▶ _What is expected_
Copy out the lines starting at the one containing "Question: Mark the black" and ending at the one containing "[142,391,279,437]", both included, and raise every bounding-box coordinate by 87. Keep all the other text unchanged.

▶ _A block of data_

___

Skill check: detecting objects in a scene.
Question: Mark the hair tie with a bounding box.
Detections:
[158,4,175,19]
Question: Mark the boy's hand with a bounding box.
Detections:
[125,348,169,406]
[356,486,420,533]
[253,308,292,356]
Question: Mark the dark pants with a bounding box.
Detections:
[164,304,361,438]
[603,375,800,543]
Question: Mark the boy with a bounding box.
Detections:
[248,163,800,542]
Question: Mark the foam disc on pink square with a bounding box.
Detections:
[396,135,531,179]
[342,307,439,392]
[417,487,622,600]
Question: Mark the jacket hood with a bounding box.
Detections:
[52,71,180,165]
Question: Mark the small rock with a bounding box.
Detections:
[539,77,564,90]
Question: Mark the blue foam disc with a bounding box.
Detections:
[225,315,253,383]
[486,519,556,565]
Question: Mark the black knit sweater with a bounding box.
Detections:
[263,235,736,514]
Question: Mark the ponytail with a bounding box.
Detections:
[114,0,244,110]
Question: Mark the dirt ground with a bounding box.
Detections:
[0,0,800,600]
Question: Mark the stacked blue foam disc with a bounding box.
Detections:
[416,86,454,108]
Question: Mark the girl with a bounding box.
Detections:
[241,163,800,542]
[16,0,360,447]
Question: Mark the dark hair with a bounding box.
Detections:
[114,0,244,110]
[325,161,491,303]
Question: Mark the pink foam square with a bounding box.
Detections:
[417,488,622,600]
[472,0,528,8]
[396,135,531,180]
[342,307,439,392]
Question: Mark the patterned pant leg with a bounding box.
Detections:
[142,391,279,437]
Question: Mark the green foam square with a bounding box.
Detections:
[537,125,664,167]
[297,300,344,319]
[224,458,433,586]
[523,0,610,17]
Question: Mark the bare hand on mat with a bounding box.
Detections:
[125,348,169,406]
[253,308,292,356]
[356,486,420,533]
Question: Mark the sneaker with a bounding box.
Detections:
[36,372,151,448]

___

▶ _Problem solution_
Question: Mark the black knit sweater with a bounding box.
Detections:
[350,322,823,601]
Question: Mark the ponytail with a bounding box.
Detections:
[201,87,331,197]
Question: Mark the dirt ground with a bounding box.
Detections:
[87,87,887,687]
Question: Mark the stacked blue foam disc with a bounding box.
Detections:
[503,173,541,195]
Question: Mark the girl with a bounding box.
Detections:
[328,250,887,629]
[103,87,447,534]
Question: Mark the dark hair with a bounding box.
Detections:
[201,87,331,197]
[412,248,578,390]
Question: Mark the pink foam square with a bounding box.
Detections:
[504,575,709,687]
[559,87,615,95]
[483,222,618,267]
[429,394,526,479]
Question: Mark the patterned pant leg with a bounding box.
Detections:
[229,478,366,524]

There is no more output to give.